[Rows of box annotation data]
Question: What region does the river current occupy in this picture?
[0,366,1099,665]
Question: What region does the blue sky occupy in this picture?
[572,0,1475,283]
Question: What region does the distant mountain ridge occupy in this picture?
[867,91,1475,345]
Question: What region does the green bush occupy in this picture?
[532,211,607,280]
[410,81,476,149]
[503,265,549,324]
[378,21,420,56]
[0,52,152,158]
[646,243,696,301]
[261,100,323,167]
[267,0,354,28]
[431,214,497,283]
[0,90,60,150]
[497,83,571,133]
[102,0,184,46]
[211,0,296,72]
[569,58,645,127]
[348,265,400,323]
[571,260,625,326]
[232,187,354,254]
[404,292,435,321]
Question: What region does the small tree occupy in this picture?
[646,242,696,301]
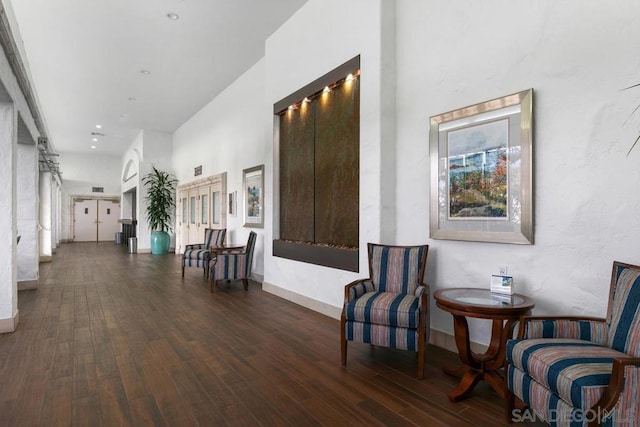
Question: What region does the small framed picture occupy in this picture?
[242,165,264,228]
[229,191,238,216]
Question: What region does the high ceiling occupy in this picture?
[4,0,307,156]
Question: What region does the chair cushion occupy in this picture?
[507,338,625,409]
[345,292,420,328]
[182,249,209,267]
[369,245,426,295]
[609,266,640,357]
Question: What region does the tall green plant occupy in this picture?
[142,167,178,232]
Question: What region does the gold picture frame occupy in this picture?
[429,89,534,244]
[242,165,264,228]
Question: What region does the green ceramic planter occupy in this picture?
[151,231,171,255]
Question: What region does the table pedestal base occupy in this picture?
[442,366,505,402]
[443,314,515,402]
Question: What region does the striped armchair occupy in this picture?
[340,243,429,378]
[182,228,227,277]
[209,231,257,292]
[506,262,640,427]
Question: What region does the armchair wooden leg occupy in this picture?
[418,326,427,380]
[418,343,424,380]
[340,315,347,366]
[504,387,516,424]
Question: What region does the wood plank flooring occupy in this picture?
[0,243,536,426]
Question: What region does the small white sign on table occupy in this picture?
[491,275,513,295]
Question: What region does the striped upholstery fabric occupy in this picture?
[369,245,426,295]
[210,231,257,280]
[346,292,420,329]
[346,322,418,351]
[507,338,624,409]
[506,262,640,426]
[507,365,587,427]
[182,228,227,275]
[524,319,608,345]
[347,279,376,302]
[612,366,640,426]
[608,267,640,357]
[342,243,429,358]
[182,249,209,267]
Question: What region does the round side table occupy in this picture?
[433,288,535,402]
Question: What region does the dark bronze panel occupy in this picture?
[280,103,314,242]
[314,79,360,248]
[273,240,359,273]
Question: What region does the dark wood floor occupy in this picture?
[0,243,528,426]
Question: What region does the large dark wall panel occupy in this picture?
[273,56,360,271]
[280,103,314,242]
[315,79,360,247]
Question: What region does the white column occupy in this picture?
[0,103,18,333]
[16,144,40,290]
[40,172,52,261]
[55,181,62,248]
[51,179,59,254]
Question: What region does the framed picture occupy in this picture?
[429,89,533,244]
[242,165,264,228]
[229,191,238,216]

* * *

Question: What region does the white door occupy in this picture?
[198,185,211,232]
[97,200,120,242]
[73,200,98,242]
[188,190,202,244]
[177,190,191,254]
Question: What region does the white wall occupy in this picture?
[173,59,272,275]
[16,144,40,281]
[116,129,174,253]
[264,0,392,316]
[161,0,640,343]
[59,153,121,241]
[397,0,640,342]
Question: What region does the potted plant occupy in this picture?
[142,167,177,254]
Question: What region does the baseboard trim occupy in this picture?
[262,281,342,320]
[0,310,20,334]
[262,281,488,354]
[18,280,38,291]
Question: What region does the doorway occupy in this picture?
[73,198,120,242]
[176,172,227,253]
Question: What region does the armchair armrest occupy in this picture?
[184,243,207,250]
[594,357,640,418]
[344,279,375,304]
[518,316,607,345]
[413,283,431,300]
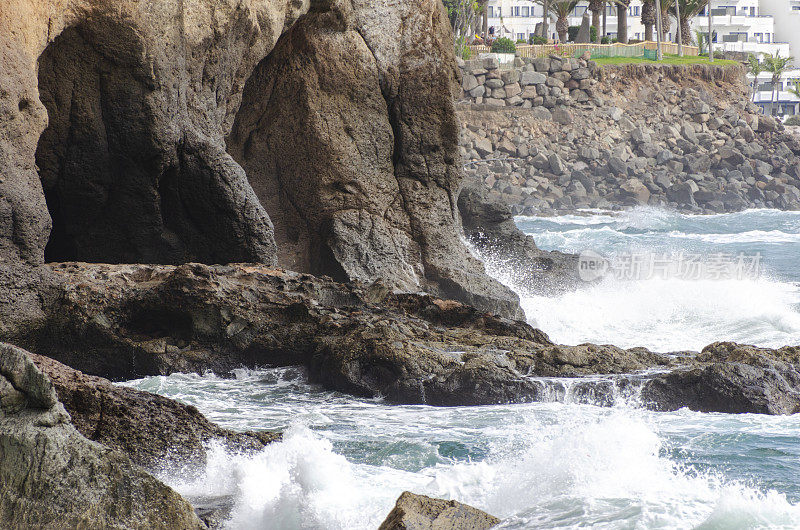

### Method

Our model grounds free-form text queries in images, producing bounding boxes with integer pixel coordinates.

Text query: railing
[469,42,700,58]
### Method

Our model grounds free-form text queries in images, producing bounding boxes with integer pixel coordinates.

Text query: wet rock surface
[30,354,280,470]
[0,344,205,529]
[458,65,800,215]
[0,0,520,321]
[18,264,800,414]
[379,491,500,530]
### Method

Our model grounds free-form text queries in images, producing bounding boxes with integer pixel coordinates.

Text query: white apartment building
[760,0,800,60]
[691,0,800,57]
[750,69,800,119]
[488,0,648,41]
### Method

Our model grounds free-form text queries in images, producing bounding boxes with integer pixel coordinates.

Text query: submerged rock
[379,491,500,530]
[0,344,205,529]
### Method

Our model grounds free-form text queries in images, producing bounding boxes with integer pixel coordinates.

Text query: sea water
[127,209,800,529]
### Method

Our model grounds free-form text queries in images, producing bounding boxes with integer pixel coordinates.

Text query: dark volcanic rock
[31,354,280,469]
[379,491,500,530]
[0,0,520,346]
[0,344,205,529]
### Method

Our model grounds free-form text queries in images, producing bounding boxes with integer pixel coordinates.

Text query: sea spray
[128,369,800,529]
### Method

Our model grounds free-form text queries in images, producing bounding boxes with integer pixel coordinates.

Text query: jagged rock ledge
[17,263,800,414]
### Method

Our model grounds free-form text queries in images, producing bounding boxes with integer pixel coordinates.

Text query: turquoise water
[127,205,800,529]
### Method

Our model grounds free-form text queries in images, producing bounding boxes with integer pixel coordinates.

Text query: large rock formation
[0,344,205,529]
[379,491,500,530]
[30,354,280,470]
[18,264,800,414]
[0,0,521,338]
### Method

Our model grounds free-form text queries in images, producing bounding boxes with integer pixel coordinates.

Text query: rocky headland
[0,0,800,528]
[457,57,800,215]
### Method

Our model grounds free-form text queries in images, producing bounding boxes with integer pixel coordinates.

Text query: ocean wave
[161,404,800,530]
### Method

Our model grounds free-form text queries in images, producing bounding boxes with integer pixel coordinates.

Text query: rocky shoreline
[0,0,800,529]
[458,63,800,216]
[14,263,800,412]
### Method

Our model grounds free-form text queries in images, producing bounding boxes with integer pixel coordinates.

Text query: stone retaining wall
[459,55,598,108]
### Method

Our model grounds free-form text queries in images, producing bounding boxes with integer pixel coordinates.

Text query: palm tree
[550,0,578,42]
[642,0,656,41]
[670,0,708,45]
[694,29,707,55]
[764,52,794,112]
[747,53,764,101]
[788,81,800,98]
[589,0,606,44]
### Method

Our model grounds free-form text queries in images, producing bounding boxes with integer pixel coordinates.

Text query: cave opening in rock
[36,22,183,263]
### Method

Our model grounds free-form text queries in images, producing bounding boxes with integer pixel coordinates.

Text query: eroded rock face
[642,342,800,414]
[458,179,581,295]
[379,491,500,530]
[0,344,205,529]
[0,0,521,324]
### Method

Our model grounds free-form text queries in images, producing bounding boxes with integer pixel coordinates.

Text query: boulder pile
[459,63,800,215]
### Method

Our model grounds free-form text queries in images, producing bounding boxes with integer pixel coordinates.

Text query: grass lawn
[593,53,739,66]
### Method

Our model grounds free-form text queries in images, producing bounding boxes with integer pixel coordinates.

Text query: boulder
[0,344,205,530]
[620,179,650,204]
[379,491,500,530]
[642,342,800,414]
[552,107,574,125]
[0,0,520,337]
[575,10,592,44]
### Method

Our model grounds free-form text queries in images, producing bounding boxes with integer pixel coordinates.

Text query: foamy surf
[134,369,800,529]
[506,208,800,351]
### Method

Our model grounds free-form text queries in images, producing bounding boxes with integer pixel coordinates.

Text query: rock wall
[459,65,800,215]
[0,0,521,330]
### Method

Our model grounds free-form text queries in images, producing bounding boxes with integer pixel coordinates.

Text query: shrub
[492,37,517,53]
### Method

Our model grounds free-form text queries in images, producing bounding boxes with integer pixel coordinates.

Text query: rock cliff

AIM OF THE EXERCISE: Copy the entries from the line with "Question: What region does the tall" to the line with "[51,179,59,254]", changing "armchair" to "easy chair" and keeping everything else the same.

SOLVED EXERCISE:
Question: What region does the tall green plant occupy in this picture?
[142,167,178,232]
Question: What region does the gold picture frame occupy in this picture?
[429,89,534,244]
[242,165,264,228]
Question: What region does the green ceramic planter occupy in this picture?
[151,231,171,255]
Question: What region does the table pedestal base occupy in this picture?
[442,366,505,402]
[443,314,515,402]
Question: What region does the striped easy chair occupy in this picture?
[340,243,429,378]
[182,228,227,277]
[209,231,257,292]
[506,262,640,427]
Question: What region does the easy chair wooden leg occupy in this picture?
[418,326,427,380]
[418,343,424,380]
[340,315,347,366]
[504,387,516,424]
Question: What region does the wood plank flooring occupy in this picture?
[0,243,536,426]
Question: What region does the small white sign on table occupy in this picture?
[491,275,513,295]
Question: What region does the striped upholstery fabric occupy in this picture?
[369,245,426,295]
[210,231,257,280]
[346,292,420,329]
[346,322,418,351]
[507,338,624,409]
[506,262,640,426]
[507,365,587,427]
[182,228,227,275]
[524,319,608,345]
[347,279,376,302]
[612,366,640,426]
[608,267,640,357]
[342,243,429,358]
[182,249,209,267]
Question: What region does the round side table occupy in this picture?
[433,288,535,402]
Question: What region does the dark bronze panel occupy in this picture?
[280,103,314,242]
[314,79,360,248]
[273,240,359,273]
Question: What region does the dark wood floor occupy in this picture?
[0,243,528,426]
Question: What region does the large dark wall panel occupy in this picture?
[273,56,360,271]
[280,103,314,242]
[315,79,360,247]
Question: What region does the white column occupy in this picture?
[0,103,18,333]
[16,144,40,290]
[40,172,52,261]
[55,181,62,248]
[51,179,59,254]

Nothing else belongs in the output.